DIRECTIVE ::
Write out the records below word for word, from the line containing "Query: sheer fabric" through the final line of the records, including both.

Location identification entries
········
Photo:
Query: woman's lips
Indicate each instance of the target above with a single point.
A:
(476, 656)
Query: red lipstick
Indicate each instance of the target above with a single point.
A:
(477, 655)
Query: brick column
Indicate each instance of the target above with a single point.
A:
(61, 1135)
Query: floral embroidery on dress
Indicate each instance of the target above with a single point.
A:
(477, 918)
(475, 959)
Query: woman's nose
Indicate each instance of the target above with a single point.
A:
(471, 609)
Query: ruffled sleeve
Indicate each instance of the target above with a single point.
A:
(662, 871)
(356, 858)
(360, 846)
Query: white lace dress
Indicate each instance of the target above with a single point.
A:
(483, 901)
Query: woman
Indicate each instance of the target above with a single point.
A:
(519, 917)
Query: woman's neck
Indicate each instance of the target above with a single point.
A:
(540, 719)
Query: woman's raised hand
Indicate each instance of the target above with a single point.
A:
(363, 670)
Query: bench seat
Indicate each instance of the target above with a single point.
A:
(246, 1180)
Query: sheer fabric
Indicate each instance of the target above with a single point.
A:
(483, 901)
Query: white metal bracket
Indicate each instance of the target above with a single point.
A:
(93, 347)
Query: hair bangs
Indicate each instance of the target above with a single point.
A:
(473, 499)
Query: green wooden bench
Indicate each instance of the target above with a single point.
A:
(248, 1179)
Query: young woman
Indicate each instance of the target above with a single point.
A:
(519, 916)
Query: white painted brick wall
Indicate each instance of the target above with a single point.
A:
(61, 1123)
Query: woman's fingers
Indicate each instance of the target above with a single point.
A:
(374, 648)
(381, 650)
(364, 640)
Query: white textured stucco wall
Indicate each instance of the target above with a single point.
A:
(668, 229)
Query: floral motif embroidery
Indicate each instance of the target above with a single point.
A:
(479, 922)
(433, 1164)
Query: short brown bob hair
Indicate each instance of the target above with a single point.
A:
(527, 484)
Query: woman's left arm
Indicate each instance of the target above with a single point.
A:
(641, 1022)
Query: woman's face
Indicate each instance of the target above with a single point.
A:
········
SOLUTION BELOW ::
Query: sheer fabric
Indicate each instance of the target above with a single point.
A:
(483, 901)
Query: white metal bracket
Indicate each instance of the target above with a single point.
A:
(93, 347)
Query: hair bangs
Indicate each instance of the target above with a single point.
A:
(473, 499)
Query: green wooden bench
Indicate each instance of the target above with a single point.
A:
(248, 1179)
Query: young woman
Indicate each instance of the target above with a single point.
A:
(519, 916)
Query: white painted brick wall
Indicate each instance of the target above with a single point.
A:
(61, 1123)
Query: woman's fingers
Indicate each instance of the target above with a single point.
A:
(374, 648)
(381, 650)
(364, 640)
Query: white textured stucco wall
Indicate each instance of the target above with a single point.
A:
(668, 229)
Query: floral motif embroidery
Indicate each instance of the target above with a single point.
A:
(479, 922)
(433, 1164)
Query: short brown bob hair
Indicate each instance of the target above with a single point.
A:
(527, 484)
Query: woman's left arm
Indicate each instance of the target above with a single point.
A:
(641, 1022)
Query: woman's face
Indicate each instance of the target above with a single point.
A:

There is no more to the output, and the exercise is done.